begin ROWS
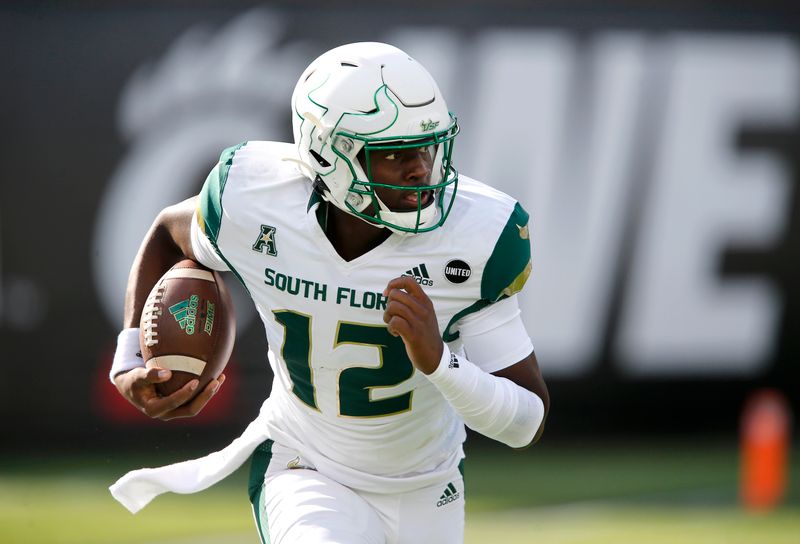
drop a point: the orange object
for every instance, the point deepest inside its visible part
(765, 450)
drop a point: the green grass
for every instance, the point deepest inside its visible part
(551, 495)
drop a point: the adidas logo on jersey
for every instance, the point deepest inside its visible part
(450, 494)
(419, 273)
(453, 361)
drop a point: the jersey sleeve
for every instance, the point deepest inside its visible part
(494, 337)
(509, 265)
(209, 213)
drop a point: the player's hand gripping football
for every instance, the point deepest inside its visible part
(410, 315)
(138, 386)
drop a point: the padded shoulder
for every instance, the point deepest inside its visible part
(509, 265)
(209, 207)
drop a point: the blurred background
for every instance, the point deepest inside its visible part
(656, 145)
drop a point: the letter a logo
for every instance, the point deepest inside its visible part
(266, 240)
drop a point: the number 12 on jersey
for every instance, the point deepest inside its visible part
(355, 382)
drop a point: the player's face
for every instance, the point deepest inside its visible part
(409, 167)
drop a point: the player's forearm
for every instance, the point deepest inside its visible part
(491, 405)
(166, 243)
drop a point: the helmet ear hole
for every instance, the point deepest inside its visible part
(319, 158)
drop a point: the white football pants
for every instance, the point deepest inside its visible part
(297, 505)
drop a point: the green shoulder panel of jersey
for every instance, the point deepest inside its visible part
(505, 272)
(509, 266)
(209, 206)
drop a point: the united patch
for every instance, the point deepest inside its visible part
(457, 271)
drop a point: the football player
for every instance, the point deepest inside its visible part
(387, 284)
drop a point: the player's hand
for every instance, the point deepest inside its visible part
(138, 386)
(410, 315)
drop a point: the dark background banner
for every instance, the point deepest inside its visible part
(657, 148)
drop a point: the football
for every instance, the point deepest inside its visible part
(187, 326)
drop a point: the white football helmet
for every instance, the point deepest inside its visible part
(368, 97)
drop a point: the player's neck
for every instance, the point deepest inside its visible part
(350, 236)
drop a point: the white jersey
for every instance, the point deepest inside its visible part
(345, 393)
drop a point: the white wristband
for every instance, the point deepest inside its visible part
(128, 355)
(493, 406)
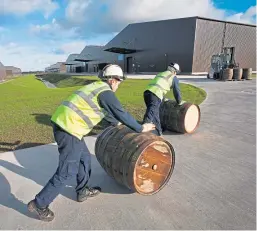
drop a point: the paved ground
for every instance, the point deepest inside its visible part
(212, 187)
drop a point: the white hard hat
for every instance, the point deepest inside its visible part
(112, 71)
(175, 66)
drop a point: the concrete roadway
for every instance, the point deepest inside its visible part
(213, 185)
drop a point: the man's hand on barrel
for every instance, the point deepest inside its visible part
(148, 127)
(182, 102)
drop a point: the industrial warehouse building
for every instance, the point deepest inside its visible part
(73, 66)
(191, 42)
(95, 58)
(8, 72)
(58, 67)
(12, 71)
(151, 46)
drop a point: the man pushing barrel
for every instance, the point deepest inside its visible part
(74, 119)
(155, 92)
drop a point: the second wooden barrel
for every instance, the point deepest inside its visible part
(247, 73)
(143, 162)
(181, 119)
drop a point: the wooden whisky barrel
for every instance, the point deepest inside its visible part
(181, 119)
(247, 73)
(142, 162)
(237, 73)
(226, 74)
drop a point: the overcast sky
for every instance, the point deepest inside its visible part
(37, 33)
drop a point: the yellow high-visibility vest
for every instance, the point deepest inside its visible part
(81, 111)
(161, 84)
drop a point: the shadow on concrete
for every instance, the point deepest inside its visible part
(39, 165)
(44, 119)
(9, 200)
(199, 80)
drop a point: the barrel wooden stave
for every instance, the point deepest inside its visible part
(237, 73)
(122, 162)
(227, 74)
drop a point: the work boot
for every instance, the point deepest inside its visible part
(44, 214)
(87, 192)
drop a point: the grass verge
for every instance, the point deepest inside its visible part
(26, 106)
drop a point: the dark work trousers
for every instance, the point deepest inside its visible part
(74, 161)
(152, 114)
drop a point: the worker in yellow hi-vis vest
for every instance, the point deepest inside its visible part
(73, 120)
(155, 92)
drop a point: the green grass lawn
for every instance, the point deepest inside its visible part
(26, 106)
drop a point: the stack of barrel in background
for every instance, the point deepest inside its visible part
(226, 74)
(247, 73)
(237, 74)
(142, 162)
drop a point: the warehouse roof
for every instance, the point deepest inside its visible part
(198, 17)
(12, 68)
(94, 54)
(125, 41)
(71, 59)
end ROWS
WHAT YOU WILL DO - Copy out, word for word, the lines above that begin with the one containing "drop a point: the worker" and continue through the last line, including both ends.

REPLY TO THE TASK -
drop a point: the worker in yellow hi-vis vest
for every instance, the point deepest inside its visible part
(73, 120)
(155, 92)
drop a point: the green grass lawn
for every instance, the point deepest inside its visible part
(26, 106)
drop a point: the stack of barrel in background
for every instance, the point deepest inside its visible part
(226, 74)
(247, 73)
(237, 74)
(142, 162)
drop a point: the warehouse roof
for every instance, the point deepest inside its visible part
(198, 17)
(12, 68)
(94, 54)
(125, 41)
(71, 59)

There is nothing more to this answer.